[Excerpt from a dataset]
....

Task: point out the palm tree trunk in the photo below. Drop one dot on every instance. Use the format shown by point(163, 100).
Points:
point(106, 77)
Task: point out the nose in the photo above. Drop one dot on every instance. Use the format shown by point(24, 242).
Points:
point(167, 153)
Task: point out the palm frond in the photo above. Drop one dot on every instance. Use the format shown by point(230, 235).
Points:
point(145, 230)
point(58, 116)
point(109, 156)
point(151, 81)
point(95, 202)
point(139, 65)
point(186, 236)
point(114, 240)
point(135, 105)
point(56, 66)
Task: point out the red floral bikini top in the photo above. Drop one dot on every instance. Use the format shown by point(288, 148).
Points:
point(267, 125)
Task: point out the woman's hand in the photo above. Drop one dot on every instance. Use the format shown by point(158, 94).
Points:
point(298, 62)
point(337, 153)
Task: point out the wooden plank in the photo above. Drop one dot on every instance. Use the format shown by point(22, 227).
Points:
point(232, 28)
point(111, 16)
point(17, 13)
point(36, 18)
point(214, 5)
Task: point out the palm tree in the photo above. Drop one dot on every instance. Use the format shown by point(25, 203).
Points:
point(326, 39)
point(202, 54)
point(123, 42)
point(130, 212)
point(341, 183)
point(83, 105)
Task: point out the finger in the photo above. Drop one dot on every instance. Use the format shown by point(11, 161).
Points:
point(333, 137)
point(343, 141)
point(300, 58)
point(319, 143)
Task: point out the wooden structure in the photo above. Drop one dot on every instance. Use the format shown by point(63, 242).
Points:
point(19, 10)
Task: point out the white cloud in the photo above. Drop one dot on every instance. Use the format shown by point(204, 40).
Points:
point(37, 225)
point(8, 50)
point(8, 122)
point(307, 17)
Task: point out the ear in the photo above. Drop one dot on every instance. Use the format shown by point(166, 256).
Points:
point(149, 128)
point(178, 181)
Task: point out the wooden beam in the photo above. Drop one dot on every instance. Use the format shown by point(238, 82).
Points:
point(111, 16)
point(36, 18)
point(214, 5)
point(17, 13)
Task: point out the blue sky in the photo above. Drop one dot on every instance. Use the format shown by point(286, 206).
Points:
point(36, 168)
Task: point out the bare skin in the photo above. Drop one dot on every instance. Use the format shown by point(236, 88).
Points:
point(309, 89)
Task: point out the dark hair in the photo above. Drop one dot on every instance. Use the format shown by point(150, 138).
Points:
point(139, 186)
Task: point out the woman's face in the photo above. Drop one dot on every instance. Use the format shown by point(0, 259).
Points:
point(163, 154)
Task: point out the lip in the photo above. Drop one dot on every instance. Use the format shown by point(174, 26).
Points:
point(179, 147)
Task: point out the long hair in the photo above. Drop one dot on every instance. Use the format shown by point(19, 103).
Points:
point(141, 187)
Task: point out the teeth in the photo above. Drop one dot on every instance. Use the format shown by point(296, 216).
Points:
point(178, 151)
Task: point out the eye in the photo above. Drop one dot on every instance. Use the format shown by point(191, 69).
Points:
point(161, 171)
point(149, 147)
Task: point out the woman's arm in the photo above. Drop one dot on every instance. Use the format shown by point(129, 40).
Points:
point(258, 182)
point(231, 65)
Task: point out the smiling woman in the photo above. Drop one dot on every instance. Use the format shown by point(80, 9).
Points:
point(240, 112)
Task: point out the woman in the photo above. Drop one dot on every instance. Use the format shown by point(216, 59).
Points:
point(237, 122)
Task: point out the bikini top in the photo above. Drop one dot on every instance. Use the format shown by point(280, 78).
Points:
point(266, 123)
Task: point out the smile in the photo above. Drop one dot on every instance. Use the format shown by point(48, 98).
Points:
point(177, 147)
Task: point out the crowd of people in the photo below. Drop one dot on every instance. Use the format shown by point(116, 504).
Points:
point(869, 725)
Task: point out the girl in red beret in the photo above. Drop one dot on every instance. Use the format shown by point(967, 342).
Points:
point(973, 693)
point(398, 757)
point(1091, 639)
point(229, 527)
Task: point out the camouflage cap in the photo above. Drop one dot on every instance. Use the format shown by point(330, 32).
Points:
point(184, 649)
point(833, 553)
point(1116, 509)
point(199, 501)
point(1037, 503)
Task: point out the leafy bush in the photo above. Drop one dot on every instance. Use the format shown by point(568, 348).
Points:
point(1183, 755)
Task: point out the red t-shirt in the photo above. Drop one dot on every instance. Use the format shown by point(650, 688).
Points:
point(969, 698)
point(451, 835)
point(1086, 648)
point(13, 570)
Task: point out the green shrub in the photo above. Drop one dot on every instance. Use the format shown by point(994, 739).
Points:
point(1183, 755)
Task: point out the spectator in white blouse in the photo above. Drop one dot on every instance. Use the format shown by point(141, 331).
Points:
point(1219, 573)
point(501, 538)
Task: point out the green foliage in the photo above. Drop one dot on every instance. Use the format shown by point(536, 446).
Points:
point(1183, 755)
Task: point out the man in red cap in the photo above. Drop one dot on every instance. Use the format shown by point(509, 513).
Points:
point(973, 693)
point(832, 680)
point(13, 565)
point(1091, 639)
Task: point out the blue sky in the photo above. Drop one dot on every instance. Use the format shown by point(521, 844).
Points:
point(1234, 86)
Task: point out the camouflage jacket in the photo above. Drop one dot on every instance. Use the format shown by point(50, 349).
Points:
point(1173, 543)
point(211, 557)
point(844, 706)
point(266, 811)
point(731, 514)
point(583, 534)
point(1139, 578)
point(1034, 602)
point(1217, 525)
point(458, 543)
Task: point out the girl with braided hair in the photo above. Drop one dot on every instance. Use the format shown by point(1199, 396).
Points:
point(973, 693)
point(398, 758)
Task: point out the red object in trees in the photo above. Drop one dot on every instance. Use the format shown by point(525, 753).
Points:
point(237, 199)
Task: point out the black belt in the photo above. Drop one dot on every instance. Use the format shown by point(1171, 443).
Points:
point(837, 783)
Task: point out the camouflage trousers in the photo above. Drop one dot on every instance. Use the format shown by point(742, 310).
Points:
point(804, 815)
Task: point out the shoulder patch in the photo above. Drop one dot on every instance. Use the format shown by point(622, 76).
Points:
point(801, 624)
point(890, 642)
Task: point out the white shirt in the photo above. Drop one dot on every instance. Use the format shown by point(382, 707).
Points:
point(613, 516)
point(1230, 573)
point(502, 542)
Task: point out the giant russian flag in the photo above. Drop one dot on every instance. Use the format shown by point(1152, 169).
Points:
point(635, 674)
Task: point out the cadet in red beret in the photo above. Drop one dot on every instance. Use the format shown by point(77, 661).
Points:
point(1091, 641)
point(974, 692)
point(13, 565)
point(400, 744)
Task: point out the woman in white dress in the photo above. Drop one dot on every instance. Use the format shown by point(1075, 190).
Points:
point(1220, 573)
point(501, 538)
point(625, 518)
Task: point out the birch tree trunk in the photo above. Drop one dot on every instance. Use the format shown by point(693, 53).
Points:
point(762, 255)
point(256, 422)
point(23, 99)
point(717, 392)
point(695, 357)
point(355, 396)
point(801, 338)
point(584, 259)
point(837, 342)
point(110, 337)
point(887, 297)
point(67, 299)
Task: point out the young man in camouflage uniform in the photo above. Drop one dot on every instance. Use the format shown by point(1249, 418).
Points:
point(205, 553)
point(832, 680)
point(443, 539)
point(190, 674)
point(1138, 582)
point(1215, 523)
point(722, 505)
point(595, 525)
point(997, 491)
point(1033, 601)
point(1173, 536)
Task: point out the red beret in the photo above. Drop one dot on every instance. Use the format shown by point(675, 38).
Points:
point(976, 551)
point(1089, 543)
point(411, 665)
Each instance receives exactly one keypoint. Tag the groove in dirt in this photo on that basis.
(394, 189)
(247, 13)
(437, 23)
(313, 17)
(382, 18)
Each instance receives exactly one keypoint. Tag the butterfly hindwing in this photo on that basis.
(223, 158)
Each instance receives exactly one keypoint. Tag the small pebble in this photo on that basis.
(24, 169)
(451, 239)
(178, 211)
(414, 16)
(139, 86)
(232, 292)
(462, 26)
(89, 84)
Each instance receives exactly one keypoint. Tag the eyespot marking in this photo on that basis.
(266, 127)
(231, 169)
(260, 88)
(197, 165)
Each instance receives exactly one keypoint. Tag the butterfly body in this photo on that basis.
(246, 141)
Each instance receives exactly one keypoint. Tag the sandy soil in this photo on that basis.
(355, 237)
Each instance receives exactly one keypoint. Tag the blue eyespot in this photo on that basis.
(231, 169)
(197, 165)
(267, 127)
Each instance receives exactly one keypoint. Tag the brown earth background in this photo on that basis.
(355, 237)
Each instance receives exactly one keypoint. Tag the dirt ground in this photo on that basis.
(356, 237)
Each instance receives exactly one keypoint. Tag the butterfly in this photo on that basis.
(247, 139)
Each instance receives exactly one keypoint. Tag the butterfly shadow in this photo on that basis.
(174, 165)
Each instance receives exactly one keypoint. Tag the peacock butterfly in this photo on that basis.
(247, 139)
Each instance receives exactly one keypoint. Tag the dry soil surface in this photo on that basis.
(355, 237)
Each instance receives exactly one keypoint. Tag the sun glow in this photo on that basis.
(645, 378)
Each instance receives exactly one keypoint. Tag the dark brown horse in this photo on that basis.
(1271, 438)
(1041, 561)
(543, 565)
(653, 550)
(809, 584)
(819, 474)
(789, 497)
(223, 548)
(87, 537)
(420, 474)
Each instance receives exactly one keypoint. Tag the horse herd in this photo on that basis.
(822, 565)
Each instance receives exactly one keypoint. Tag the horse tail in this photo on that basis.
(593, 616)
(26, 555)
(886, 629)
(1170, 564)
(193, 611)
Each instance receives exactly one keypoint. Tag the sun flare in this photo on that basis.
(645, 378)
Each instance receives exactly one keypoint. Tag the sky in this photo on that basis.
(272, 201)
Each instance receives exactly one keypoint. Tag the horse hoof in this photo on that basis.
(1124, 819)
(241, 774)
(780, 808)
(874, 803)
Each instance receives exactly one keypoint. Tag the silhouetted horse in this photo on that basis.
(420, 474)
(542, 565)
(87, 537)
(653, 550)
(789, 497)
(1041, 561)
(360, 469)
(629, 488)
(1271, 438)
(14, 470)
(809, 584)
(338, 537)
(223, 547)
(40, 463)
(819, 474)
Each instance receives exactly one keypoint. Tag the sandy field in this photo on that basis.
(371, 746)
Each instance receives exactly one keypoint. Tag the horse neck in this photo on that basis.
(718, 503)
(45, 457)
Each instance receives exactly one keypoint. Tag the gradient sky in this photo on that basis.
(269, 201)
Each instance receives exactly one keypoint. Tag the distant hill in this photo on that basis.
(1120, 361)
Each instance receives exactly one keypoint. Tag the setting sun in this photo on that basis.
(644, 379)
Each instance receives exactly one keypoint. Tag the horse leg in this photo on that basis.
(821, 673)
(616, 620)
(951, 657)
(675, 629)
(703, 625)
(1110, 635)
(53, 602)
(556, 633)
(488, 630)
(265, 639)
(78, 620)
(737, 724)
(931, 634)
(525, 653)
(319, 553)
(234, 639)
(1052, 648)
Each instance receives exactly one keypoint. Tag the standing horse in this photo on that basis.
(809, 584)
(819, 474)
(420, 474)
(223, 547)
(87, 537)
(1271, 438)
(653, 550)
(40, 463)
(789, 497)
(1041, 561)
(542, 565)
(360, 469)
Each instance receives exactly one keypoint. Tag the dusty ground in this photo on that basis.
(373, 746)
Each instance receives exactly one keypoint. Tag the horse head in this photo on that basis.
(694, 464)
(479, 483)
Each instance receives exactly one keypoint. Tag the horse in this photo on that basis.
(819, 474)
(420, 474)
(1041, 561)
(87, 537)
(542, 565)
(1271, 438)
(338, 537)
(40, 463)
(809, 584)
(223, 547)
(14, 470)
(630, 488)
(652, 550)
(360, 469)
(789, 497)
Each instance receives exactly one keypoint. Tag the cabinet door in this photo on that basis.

....

BRIEF: Would you quote, exactly and only, the lines from the one containing "Each instance receives exactly one keypoint. Tag the distant" to the end of the entries?

FINISHED TASK:
Each instance receives exactly one keypoint. Tag the distant hill in this photo on that basis.
(1120, 361)
Each instance receives exactly one keypoint. Tag the setting sun in this photo on that basis.
(644, 379)
Each instance receives exactly one keypoint. Tag the horse leg in this photo on that basis.
(821, 673)
(616, 620)
(951, 657)
(675, 629)
(703, 625)
(1110, 635)
(53, 602)
(556, 633)
(488, 630)
(265, 639)
(78, 620)
(737, 724)
(931, 634)
(525, 653)
(319, 553)
(234, 639)
(1052, 648)
Each instance receives exactly one keypoint. Tag the standing horse in this photo on that basis.
(809, 584)
(819, 474)
(420, 474)
(223, 547)
(87, 537)
(1271, 438)
(653, 550)
(40, 463)
(789, 497)
(1041, 561)
(542, 565)
(360, 469)
Each instance receives exactly one keypoint. Tag the dusty ground in this photo on that basis.
(373, 746)
Each instance receives exactly one keypoint. Tag the horse head in this photo on that basis.
(694, 464)
(479, 483)
Each instance receives exactly one keypoint. Tag the horse in this photo on that basis.
(819, 474)
(420, 474)
(1041, 561)
(87, 537)
(542, 565)
(1271, 438)
(338, 537)
(40, 463)
(809, 584)
(223, 547)
(14, 470)
(630, 488)
(652, 550)
(360, 469)
(789, 497)
Each instance receives exactly one keypoint. Tag the cabinet door in this photo on that basis.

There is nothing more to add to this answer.